INPUT DATA:

#####

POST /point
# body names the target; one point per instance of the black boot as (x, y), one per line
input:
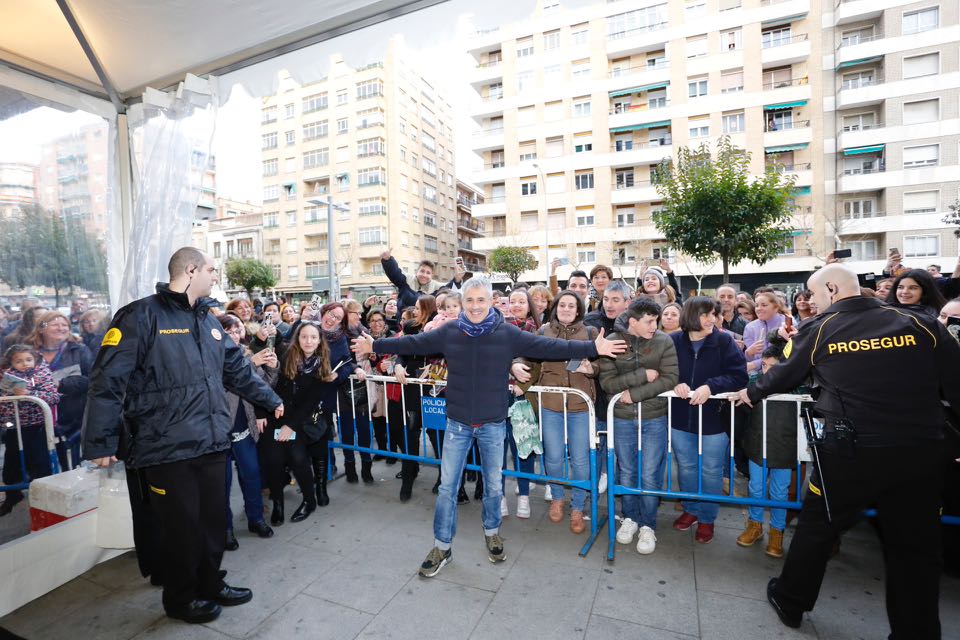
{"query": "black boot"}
(320, 476)
(350, 468)
(276, 518)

#####

THE REQUEST:
How many lines of the data above contain the string "point"? Reply with the number alone.

FINAL ANSWER:
2